Considering that the energy of residual values in lossless coding is relatively dispersed, some studies transformed residual samples to concentrate the energy of residual values. During the coding process, distortion should not be introduced. Chen et al. [30] designed reversible transforms for residual samples of different prediction modes. These transforms would not affect the quality of reconstructed videos. Cai et al. [31] performed transform and quantization in lossless coding. On the encoder side, quantized residual values and quantization error information were encoded together. On the decoder side, quantization error information was utilized to eliminate video distortion. Kamisli [32] proposed an integer-to-integer discrete sine transform, which performed a transform on residual samples without distortion and without increasing the dynamic range of values.

---

■ **To be done**:
- 1) From the passage on lossless residual coding, write out the text between "Considering that the" and "range of values.", inclusive.
- 2) Translate this sentence from the passage on lossless residual coding into Spanish: "These transforms would not affect the quality of reconstructed videos."

Labeled shape records
---

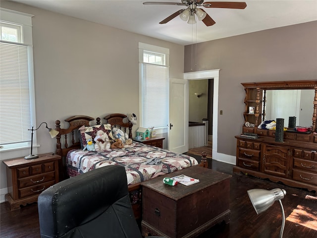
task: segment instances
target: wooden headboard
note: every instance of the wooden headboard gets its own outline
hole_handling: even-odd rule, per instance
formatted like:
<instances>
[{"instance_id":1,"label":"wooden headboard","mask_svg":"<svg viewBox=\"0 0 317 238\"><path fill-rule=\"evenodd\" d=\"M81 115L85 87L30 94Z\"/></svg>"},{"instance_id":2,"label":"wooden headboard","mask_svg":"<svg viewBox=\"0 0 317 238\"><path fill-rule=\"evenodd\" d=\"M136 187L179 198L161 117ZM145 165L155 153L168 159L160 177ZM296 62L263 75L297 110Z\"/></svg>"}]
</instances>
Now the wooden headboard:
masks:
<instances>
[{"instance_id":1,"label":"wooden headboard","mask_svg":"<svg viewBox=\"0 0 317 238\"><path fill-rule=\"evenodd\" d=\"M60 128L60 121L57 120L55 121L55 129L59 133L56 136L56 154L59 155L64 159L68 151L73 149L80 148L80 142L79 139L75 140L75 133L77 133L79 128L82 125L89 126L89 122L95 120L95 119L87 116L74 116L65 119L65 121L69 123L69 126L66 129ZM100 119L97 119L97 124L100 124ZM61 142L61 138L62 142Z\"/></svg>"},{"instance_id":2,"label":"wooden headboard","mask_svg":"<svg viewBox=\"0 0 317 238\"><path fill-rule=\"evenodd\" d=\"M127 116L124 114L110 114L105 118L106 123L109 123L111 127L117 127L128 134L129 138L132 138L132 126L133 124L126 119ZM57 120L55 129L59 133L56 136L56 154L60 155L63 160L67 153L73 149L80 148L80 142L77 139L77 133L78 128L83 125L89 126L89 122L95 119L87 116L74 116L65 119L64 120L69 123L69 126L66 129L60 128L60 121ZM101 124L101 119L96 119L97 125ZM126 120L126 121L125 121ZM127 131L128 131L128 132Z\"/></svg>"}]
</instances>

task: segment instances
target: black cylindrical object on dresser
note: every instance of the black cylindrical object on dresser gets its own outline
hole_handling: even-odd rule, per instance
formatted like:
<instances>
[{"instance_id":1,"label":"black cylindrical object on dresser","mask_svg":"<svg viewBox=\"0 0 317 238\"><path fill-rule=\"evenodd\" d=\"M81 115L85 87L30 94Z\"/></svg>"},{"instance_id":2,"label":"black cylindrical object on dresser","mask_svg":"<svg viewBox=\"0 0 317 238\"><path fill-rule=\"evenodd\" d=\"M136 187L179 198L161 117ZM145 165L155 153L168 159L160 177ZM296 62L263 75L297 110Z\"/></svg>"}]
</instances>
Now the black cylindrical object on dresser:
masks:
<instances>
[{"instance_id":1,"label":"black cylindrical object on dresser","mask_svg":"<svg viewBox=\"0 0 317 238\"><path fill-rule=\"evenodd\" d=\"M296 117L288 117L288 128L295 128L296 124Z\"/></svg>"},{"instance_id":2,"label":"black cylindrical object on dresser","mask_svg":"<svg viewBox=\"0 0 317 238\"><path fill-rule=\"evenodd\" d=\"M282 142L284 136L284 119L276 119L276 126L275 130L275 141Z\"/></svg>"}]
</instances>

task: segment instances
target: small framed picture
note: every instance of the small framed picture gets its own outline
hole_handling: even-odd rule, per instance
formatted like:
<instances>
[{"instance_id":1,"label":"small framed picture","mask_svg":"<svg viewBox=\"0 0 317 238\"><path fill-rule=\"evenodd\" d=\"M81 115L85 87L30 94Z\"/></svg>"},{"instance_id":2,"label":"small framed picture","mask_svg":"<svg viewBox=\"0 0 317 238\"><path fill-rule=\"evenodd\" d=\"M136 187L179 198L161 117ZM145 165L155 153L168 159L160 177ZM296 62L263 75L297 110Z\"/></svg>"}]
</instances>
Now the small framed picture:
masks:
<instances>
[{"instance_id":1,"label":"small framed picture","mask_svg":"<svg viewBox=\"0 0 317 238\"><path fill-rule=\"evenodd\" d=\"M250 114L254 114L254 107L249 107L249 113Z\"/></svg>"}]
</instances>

---

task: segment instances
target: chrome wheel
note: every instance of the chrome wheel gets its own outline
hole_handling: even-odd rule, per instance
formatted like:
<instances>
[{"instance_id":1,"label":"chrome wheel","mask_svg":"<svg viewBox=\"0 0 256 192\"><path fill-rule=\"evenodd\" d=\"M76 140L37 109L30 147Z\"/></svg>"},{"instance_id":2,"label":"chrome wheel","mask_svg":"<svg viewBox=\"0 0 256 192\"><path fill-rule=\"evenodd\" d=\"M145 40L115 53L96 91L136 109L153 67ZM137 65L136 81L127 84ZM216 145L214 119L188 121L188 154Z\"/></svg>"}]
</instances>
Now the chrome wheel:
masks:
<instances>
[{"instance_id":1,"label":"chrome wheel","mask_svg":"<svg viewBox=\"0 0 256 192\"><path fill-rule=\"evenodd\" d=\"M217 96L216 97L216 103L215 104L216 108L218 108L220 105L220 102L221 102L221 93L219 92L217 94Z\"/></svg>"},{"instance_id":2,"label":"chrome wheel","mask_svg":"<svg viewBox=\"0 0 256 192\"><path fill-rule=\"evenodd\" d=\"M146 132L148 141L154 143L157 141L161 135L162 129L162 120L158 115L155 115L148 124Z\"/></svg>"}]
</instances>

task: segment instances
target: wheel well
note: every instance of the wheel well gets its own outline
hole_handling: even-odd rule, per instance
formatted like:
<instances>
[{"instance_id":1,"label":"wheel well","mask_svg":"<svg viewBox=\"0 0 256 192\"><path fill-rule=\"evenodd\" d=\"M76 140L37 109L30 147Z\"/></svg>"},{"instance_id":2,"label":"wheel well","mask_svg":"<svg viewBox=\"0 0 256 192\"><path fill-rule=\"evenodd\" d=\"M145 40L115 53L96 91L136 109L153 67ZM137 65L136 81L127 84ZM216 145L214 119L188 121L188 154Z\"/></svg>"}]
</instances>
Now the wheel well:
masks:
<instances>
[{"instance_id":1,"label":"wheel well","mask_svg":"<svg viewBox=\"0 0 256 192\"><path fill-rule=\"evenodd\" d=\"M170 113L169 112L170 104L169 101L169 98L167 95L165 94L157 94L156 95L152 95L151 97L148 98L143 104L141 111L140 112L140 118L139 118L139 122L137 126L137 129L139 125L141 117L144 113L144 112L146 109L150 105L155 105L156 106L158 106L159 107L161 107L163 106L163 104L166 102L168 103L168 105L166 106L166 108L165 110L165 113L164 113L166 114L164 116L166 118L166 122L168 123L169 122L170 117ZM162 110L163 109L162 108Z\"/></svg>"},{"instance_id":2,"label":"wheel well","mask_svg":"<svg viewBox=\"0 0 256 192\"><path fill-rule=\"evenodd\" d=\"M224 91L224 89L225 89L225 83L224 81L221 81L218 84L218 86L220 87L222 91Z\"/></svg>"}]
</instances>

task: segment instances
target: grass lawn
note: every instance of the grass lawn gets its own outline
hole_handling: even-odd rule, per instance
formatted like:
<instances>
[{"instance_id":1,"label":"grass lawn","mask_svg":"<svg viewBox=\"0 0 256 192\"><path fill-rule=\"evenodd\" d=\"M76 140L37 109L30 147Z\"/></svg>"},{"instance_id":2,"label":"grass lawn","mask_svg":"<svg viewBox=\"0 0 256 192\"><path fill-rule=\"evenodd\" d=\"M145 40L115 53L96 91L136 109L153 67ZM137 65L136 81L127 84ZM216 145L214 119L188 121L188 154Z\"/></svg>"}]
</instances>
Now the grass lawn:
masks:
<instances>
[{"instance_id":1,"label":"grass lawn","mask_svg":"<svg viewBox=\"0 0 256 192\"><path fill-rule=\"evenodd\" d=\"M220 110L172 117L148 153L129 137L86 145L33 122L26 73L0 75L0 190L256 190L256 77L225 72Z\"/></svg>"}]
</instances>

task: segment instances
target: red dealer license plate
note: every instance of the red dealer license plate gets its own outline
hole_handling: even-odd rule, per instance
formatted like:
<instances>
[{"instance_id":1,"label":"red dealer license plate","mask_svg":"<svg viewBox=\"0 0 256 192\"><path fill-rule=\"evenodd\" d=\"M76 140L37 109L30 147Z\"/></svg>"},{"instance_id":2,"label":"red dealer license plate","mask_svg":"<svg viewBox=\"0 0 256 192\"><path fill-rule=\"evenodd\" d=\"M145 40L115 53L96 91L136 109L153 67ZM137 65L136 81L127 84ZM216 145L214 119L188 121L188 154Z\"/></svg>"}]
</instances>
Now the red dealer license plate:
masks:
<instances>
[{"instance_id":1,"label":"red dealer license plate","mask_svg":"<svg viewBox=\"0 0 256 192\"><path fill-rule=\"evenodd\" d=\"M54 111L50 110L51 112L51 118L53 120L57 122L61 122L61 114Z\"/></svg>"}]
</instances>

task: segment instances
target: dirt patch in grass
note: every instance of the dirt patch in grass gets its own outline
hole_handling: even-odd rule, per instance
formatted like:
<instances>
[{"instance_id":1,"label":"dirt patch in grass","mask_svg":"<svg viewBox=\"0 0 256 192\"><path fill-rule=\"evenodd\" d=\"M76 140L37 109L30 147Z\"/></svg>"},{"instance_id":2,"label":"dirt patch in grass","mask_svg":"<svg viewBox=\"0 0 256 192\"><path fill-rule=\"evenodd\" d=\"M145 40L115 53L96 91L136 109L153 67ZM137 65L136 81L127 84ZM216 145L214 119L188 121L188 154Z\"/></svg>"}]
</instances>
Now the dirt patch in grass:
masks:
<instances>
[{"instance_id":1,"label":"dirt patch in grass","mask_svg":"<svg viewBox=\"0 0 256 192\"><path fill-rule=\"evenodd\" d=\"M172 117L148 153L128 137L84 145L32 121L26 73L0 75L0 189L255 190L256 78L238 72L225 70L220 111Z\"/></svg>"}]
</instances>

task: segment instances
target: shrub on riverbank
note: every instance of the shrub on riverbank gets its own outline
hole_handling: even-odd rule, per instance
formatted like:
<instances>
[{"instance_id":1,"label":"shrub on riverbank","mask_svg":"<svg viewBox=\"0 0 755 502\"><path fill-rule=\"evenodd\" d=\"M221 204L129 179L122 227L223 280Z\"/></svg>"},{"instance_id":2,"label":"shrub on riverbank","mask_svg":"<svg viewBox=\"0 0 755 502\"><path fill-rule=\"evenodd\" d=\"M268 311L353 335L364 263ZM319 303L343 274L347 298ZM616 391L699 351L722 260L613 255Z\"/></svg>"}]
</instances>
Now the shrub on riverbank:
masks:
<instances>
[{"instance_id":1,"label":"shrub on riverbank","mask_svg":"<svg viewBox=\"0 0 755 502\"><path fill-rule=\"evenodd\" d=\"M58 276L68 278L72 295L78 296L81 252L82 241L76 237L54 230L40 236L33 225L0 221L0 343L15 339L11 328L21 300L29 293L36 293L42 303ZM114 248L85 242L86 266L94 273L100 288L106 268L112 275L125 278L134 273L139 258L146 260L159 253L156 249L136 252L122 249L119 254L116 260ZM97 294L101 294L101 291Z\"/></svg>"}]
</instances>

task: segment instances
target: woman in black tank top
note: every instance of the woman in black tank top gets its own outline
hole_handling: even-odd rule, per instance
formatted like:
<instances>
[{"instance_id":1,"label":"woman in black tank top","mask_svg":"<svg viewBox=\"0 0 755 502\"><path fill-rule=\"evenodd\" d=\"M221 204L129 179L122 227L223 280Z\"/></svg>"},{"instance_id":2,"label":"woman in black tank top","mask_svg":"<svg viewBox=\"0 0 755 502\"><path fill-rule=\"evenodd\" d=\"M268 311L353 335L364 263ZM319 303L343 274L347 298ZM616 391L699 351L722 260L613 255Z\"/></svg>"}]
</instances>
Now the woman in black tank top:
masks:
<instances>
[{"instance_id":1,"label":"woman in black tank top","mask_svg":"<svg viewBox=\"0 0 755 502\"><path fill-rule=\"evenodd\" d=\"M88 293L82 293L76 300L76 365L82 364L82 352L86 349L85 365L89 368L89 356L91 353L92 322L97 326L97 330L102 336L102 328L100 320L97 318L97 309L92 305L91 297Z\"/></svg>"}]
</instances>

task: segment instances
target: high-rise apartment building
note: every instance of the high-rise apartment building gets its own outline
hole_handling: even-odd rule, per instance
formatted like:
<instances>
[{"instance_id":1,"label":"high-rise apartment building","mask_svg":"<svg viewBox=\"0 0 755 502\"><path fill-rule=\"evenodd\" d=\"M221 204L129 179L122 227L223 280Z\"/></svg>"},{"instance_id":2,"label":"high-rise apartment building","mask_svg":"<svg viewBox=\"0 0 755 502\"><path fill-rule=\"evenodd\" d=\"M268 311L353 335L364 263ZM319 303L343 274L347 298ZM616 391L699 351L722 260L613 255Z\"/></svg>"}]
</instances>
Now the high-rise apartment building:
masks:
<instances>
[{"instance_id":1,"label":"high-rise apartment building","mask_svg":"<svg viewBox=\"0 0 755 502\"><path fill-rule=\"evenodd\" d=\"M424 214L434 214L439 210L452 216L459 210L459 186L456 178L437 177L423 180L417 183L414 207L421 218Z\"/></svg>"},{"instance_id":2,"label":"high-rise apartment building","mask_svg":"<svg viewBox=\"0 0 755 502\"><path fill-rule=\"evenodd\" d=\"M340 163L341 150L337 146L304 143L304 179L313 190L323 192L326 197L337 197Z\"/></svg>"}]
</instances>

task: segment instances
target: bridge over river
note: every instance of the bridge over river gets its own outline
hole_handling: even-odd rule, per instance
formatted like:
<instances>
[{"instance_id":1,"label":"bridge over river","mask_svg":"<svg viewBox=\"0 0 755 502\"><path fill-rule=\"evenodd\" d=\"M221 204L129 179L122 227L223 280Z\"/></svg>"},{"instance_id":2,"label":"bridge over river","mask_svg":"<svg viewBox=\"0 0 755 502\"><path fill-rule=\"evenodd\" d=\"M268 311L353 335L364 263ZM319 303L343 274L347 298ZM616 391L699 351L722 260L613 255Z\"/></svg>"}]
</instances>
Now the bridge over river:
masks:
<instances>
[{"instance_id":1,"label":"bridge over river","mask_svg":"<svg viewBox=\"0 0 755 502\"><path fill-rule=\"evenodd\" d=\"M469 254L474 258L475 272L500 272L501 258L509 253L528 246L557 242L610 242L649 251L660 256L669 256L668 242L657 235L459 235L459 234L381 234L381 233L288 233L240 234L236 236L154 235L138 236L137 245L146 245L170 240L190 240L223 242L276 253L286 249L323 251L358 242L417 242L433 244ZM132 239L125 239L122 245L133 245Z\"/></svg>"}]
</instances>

---

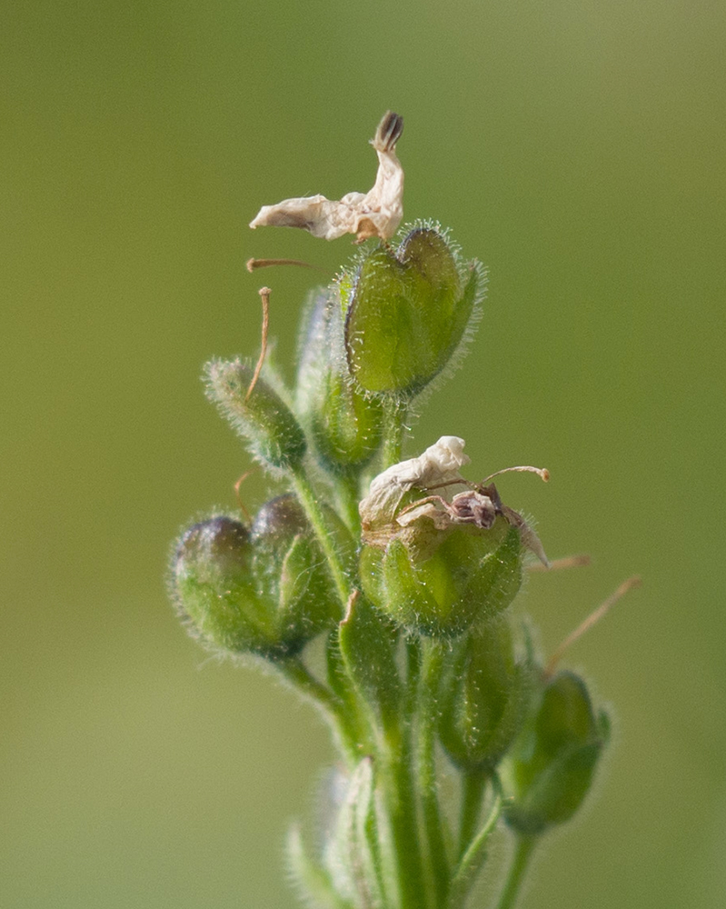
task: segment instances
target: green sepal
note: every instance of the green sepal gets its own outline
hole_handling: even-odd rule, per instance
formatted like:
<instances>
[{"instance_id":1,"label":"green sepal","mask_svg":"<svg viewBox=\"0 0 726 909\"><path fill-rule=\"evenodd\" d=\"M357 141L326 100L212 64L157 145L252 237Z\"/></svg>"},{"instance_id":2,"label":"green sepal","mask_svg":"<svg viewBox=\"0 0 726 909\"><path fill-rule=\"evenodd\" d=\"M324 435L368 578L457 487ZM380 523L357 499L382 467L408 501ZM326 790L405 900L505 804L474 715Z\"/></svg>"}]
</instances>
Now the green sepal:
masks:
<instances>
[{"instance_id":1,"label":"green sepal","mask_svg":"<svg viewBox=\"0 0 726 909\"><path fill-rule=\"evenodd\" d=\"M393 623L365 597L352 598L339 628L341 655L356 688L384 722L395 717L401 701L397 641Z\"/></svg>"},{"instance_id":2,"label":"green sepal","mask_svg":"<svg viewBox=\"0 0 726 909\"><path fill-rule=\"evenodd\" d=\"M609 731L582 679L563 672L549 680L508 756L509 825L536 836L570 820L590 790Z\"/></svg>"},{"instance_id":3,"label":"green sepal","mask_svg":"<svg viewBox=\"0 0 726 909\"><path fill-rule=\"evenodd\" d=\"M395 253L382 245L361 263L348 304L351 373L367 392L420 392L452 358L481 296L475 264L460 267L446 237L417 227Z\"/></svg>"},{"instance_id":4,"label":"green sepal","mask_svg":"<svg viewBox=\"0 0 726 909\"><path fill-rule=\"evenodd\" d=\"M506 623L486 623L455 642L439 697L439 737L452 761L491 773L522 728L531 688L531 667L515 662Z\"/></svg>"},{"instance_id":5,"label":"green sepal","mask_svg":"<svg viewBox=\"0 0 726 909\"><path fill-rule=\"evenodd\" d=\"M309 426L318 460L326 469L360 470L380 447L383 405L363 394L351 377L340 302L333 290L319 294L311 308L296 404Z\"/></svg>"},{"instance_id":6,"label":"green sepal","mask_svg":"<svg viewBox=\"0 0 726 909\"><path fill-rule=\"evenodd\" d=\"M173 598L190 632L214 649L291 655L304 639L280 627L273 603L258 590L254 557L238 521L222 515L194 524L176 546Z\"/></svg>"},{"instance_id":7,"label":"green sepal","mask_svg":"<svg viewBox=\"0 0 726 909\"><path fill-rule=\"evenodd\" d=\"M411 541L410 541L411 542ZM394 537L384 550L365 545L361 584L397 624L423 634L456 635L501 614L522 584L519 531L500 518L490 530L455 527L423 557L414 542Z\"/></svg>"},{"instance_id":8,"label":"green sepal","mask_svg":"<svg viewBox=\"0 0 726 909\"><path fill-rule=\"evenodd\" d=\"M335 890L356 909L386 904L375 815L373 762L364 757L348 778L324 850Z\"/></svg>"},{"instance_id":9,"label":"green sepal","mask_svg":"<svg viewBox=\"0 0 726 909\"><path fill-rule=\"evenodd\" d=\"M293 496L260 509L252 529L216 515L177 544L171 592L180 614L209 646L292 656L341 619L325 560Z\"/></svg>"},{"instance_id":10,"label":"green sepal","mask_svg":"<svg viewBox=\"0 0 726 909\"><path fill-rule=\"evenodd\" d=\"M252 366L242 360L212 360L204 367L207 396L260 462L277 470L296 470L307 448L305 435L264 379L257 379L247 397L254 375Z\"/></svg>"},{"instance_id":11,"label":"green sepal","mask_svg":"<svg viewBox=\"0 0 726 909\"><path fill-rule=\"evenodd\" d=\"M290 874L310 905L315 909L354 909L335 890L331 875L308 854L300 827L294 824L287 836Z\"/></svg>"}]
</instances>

---

■ **Solved tasks**:
- 1)
Considering that the energy of residual values in lossless coding is relatively dispersed, some studies transformed residual samples to concentrate the energy of residual values. During the coding process, distortion should not be introduced. Chen et al. [30] designed reversible transforms for residual samples of different prediction modes. These transforms would not affect the quality of reconstructed videos. Cai et al. [31] performed transform and quantization in lossless coding. On the encoder side, quantized residual values and quantization error information were encoded together. On the decoder side, quantization error information was utilized to eliminate video distortion. Kamisli [32] proposed an integer-to-integer discrete sine transform, which performed a transform on residual samples without distortion and without increasing the dynamic range of values.

- 2) Estas transformadas no afectarían la calidad de los videos reconstruidos.